[Set problem 1]: In the records, replace "bell tower" with "belfry" wherever it occurs, keep everything else the same, and omit the pictures from your answer.

Despite the mandatory charge of tax on all products, there were always exemptions at certain ports for political or economic reasons. Of course, there was no almojarifazgo on any of those products for the service of the Crown, both in America and in the Iberian Peninsula, as well as ammunition, bastimentos and equipment for the boats of the Carrera de Indias ([17], pp. 215 and 218).7 Its application was initially carried out on the ships that were escorting the convoys and then extending to all those who participated in Indian Ocean traffic.

From early on, the personal belongings of travelers were exempt from tax, as long as they were not sold at the destination. The royal officers were tasked with enforcing these rules. In the case of the sale of any belonging, it was penalized with the collection of double the percentage of the respective almojarifazgo. When there were intermediaries of third parties, the goods were seized along with half of the assets of the complainant, which were distributed to third parties between the Crown, the judge and the complainant.8

Another article partially exempt from the payment of the almojarifazgo were books, continuing an ancient privilege established by the Catholic Monarchs (1480) that exempted from tax on all books introduced in Castile by sea and by land ([18], p. 106; [17], p. 218).9 In America they were taxed by the avería, as was done with the importation of azogue. For the former there was a second customs office in Veracruz, that of the Inquisition, in order to filter those not in accordance with the governing doctrines of the Catholic Church of the time ([23], p. 75).

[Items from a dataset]
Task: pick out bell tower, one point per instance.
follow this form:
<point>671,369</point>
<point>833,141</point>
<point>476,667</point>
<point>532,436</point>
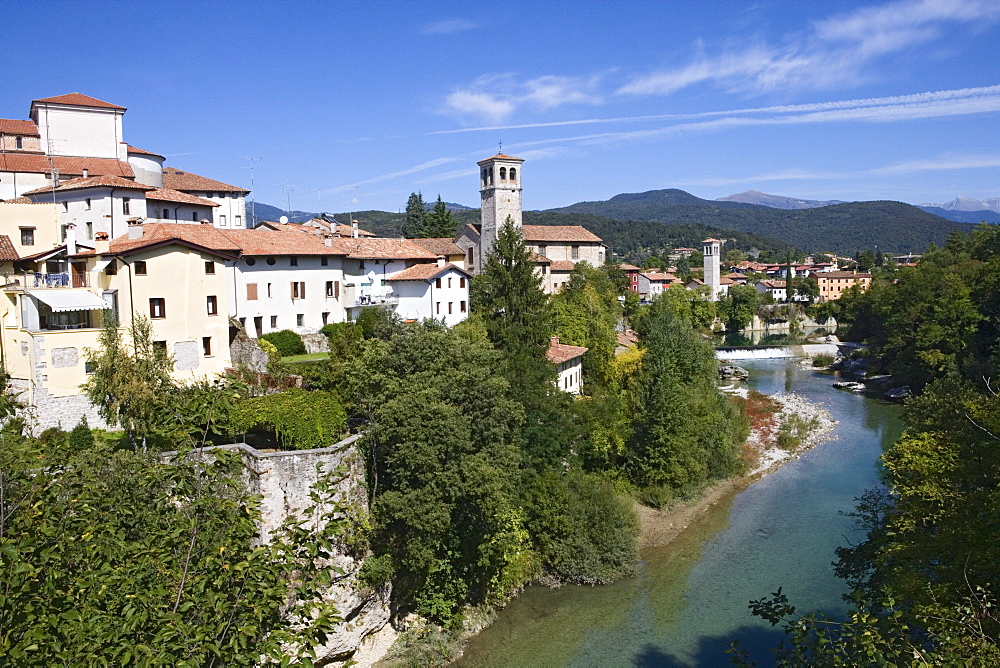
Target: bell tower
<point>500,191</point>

[Set problem 2]: Carry the passage on exemptions from the almojarifazgo forward from its last sentence.

[Expected output 1]:
Task: pick out belfry, one point per instance.
follow this form:
<point>671,369</point>
<point>833,141</point>
<point>476,667</point>
<point>532,436</point>
Target: belfry
<point>500,191</point>

[Expected output 2]:
Certain ports also saw the almojarifazgo reduced in order to boost their trade. The Crown’s policy of creating a monopoly trade capitalized by a single port of exit and another of entry meant that the rest of the colonies, with exceptions, were kept away from the trade routes until the Free Trade Decree of 1778. This gap was filled by smuggling with foreigners and by a few trade contacts that the Colonies maintained with each other. To this end, the Crown would grant reductions in the tax, especially leaving port, during certain periods to boost “legal” trade. This privilege was only directed to products exported to the metropolis according to Antúnez ([17], pp. 213–214), Lorenzo ([19], pp. 371–372) and Haring ([18], p. 107), referring to the documents of February 2, 1561 and May 8, 1577.

These reductions are also found in several Venezuelan ports at the end of the sixteenth century. Specifically, tax rates for intercolonial trade were halved. Cumaná obtained this privilege in 1589, Margarita in 1592, Caracas in 1592 and 1597, Río Hacha (New Kingdom of Granada) in 1596 and Nueva Andalucía in 1597 ([19], pp. 371 and 372; [18], p. 107; [24], p. 39). Cartagena would receive permits to reduce the collection of taxes by 1535, 1539 and 1540, in this case for goods that encouraged local agriculture and livestock ([25], p. 62).10

Puerto Rico received this benefit in 1567, 1606, 1611, 1625, 1632 and 1636 ([26], pp. 224–225; [19], pp. 371–372). Specifically, the almojarifazgo was reduced in half to give incentive to the island’s trade in leather and sugar. The Cuban port of Havana was also granted this right for the years 1569, 1577, 1589 and 1595 ([19], pp. 371–372).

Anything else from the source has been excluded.